Copy out all the records below with every "rough mask" renamed to "coarse mask" and nothing else changed. Omit the pictures.
START RECORDS
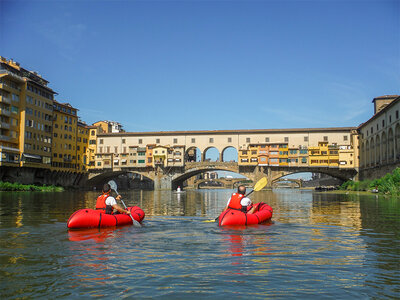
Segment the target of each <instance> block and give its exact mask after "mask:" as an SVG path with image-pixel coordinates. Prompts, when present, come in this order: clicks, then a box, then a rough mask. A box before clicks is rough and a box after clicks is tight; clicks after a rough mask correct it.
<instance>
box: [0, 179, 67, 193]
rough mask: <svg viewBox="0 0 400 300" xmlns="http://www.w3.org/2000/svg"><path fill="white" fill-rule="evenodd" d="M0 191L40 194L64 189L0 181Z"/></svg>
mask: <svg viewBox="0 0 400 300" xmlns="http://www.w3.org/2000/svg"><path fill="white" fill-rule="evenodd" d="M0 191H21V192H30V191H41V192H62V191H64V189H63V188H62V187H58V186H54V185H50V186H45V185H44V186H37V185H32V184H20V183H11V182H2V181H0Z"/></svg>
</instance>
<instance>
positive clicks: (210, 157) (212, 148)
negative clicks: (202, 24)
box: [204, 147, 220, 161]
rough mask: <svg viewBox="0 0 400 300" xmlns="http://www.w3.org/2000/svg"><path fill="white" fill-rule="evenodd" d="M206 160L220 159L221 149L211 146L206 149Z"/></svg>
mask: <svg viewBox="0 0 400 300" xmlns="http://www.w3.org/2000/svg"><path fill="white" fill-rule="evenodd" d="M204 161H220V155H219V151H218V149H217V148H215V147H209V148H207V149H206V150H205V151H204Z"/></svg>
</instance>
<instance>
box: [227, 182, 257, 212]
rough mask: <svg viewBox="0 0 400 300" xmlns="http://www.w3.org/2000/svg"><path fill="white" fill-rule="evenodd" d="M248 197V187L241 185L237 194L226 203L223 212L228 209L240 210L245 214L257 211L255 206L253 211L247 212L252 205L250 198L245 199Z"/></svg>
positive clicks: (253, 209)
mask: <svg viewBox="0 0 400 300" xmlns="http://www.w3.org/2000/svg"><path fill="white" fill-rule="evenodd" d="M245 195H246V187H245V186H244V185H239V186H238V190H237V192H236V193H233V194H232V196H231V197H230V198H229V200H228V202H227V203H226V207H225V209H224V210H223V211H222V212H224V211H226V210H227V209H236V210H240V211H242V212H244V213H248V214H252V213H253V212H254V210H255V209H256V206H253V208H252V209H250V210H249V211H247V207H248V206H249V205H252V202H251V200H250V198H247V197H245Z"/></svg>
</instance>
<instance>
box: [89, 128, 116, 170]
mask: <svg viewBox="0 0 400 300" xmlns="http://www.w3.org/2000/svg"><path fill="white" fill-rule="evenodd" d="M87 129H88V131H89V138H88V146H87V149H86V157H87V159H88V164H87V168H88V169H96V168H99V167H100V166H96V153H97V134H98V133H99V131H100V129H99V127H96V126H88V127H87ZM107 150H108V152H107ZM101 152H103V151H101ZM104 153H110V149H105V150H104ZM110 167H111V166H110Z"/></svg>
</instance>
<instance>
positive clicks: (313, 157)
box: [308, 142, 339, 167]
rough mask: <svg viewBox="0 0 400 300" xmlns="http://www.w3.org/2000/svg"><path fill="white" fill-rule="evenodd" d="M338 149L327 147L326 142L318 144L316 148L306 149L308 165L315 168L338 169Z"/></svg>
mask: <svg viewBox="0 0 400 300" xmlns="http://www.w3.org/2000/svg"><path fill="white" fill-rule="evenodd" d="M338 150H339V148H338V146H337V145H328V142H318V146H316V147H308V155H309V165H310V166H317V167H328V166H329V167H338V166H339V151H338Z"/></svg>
END RECORDS
- _ANSWER BELOW_:
Segment the target of each <instance> block and give its exact mask after "mask:" as an SVG path with image-pixel coordinates. Prompts, when present, come in this order: clicks, then a box, then a coarse mask. A box before clicks is rough and a box after clicks is tight; clicks after a coarse mask correct it.
<instance>
box: [0, 179, 67, 193]
coarse mask: <svg viewBox="0 0 400 300" xmlns="http://www.w3.org/2000/svg"><path fill="white" fill-rule="evenodd" d="M0 191L40 194L64 189L0 181Z"/></svg>
mask: <svg viewBox="0 0 400 300" xmlns="http://www.w3.org/2000/svg"><path fill="white" fill-rule="evenodd" d="M0 191H21V192H30V191H41V192H62V191H64V189H63V188H62V187H58V186H54V185H50V186H45V185H44V186H37V185H32V184H20V183H11V182H2V181H0Z"/></svg>
</instance>
<instance>
positive clicks: (210, 157) (212, 148)
negative clicks: (202, 24)
box: [204, 147, 220, 161]
coarse mask: <svg viewBox="0 0 400 300" xmlns="http://www.w3.org/2000/svg"><path fill="white" fill-rule="evenodd" d="M206 160L220 159L221 149L211 146L206 149Z"/></svg>
mask: <svg viewBox="0 0 400 300" xmlns="http://www.w3.org/2000/svg"><path fill="white" fill-rule="evenodd" d="M204 161H220V155H219V151H218V149H217V148H215V147H209V148H207V149H206V150H205V151H204Z"/></svg>
</instance>
<instance>
box: [227, 182, 257, 212]
coarse mask: <svg viewBox="0 0 400 300" xmlns="http://www.w3.org/2000/svg"><path fill="white" fill-rule="evenodd" d="M248 197V187L241 185L237 194L226 203L223 212L228 209L240 210L245 214L257 211L255 206L253 211L247 212L252 205L250 198L245 199Z"/></svg>
positive clicks: (253, 209)
mask: <svg viewBox="0 0 400 300" xmlns="http://www.w3.org/2000/svg"><path fill="white" fill-rule="evenodd" d="M245 195H246V187H245V186H244V185H239V186H238V190H237V192H236V193H233V194H232V196H231V197H230V198H229V200H228V202H227V203H226V207H225V209H224V210H223V211H222V212H224V211H226V210H227V209H236V210H240V211H242V212H244V213H248V214H252V213H253V212H254V210H255V209H256V206H253V208H252V209H250V210H249V211H247V207H248V206H249V205H252V202H251V200H250V198H247V197H245Z"/></svg>
</instance>
<instance>
box: [89, 128, 116, 170]
mask: <svg viewBox="0 0 400 300" xmlns="http://www.w3.org/2000/svg"><path fill="white" fill-rule="evenodd" d="M87 129H88V131H89V138H88V146H87V149H86V157H87V159H88V164H87V168H88V169H96V168H99V167H100V166H96V153H97V134H98V133H99V131H100V129H99V127H96V126H88V127H87ZM107 150H108V152H107ZM101 152H103V151H101ZM104 153H110V149H105V150H104ZM110 167H111V166H110Z"/></svg>
</instance>
<instance>
positive clicks: (313, 157)
box: [308, 142, 339, 167]
coarse mask: <svg viewBox="0 0 400 300" xmlns="http://www.w3.org/2000/svg"><path fill="white" fill-rule="evenodd" d="M338 149L327 147L326 142L318 144L316 148L306 149L308 165L315 168L338 169Z"/></svg>
mask: <svg viewBox="0 0 400 300" xmlns="http://www.w3.org/2000/svg"><path fill="white" fill-rule="evenodd" d="M338 150H339V148H338V146H337V145H328V142H318V146H316V147H308V155H309V165H310V166H317V167H328V166H329V167H338V166H339V151H338Z"/></svg>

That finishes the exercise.